• **Exercise**: Summarize the diary entry below in three sentences.

2013年5月12日 星期日

happy mom, happy day :)

dear diary,

(does anyone still begin their diaries this way? nostalgic!) so today is mother's day and we brought mom to dinner and celebrated after with a cake.  mom has been so happy these days and she kept saying how happy she is to have us as her children.  i think she is too sweet and too easily amused and satisfied, comparing to what she has done for us and dad and many other people, what we have done for her are very little.  these little things i can afford to do will never add up to her sweetness.  when life brings me down it's her who keeps me up, and when i feel like the world has rejected me she is always here for me.  she is the only reason that keeps me on track and be a good and responsible person in the best way i can.  i am not so strong myself.  i am indeed very weak inside and out, mentally and physically, but i have her.  so when i am sad i still feel that i am blessed and try to be happy again.  and when i am sick i still struggle to get well so to make her worry less.  

so even though i just vomited all the food out, i can't feel too bad about it. :) my stomach has been stupid for two days already... i guess it's another symptom of pms.

(i think when i was little i also ended my diaries saying "i love you diary".  i don't love my diaries as much as i used to now, but i probably should.  afterall it swallows whatever good and bad things i write about.)

so here ends another weekend, i slept for 15 hours last night, without brushing my teeth nor removing my make-up. (sigh!)  after being out with my brother looking for sneakers in the afternoon i became terribly dizzy when i got home.  only half of the plans i planned to carry out this weekend have been realized. 

everyday is passing by so fast lately. too much to do, too little time.  in just two week's time i will be off to italy and germany.  i can't say i am excited since i am overly worried about getting lost.  it's okay to get lost alone, but not so good when you should be leading the way for your boss and colleagues...  but i hope i can enjoy the trip and see as much art as i can. :)

and tomorrow is all about writing like crazy again, i hope my stomach won't mess up my schedule.  i have many deadlines to meet... :/ 

and two things to keep in mind lately: firstly, love is not about what i say, but what i do. but it's as important knowing how to walk the walk, talk the talk, walk the talk and talk the walk. secondly, never treat someone as my option when they treat me as their priority.

• **Extracted material**:

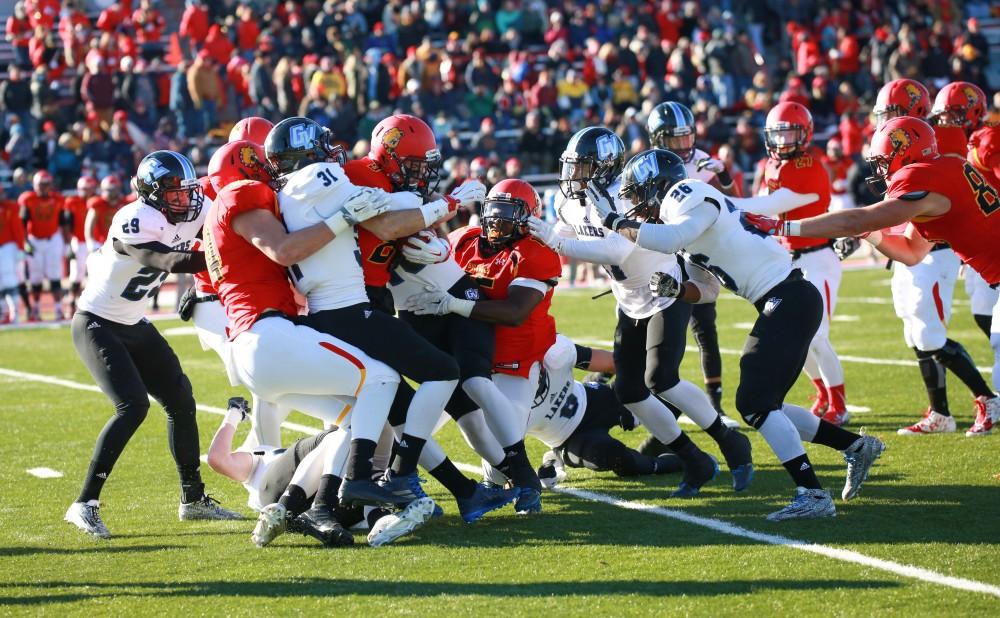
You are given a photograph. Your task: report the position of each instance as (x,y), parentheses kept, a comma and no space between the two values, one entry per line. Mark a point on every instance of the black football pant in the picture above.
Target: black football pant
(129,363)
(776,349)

...

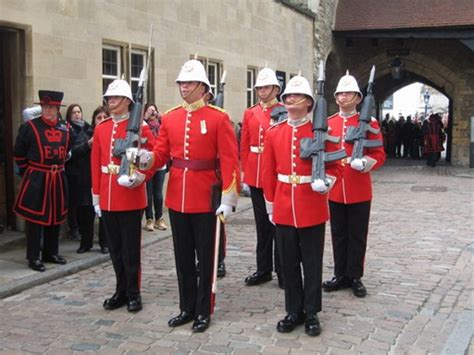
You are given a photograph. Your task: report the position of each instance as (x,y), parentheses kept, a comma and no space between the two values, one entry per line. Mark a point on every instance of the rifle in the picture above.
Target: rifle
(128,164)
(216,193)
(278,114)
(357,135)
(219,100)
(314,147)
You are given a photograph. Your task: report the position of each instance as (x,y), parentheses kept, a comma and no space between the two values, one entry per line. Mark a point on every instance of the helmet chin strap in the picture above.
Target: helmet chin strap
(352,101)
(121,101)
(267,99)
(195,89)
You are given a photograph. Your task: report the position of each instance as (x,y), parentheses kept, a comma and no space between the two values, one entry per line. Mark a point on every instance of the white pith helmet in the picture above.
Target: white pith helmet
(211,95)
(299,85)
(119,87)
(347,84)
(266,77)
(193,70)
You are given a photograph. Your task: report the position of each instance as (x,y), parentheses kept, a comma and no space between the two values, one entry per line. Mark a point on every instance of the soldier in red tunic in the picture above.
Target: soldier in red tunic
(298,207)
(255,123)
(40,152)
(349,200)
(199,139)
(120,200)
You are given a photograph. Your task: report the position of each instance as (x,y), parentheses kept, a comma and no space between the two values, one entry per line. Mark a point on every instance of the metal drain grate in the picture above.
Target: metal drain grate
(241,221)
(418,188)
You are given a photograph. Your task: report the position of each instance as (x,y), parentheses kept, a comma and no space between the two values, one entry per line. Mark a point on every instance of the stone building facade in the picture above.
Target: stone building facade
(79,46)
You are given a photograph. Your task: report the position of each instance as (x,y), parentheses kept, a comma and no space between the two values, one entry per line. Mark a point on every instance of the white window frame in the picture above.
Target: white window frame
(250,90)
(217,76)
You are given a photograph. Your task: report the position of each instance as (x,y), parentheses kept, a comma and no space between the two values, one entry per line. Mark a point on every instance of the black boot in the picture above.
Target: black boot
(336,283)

• **Output for this exercise**: On Mother's Day, the writer's family took their mother to dinner and celebrated with a cake, and the writer reflects that her love and support keep the writer on track despite feeling weak inside and out. The writer also mentions vomiting after two days of stomach trouble, sleeping 15 hours, becoming dizzy after looking for sneakers with a brother, and completing only half of the weekend's plans. Looking ahead, the writer worries about getting lost while leading a boss and colleagues on a trip to Italy and Germany, faces many writing deadlines, and keeps two reminders: love is about what one does, and someone who treats you as a priority should never be treated as an option.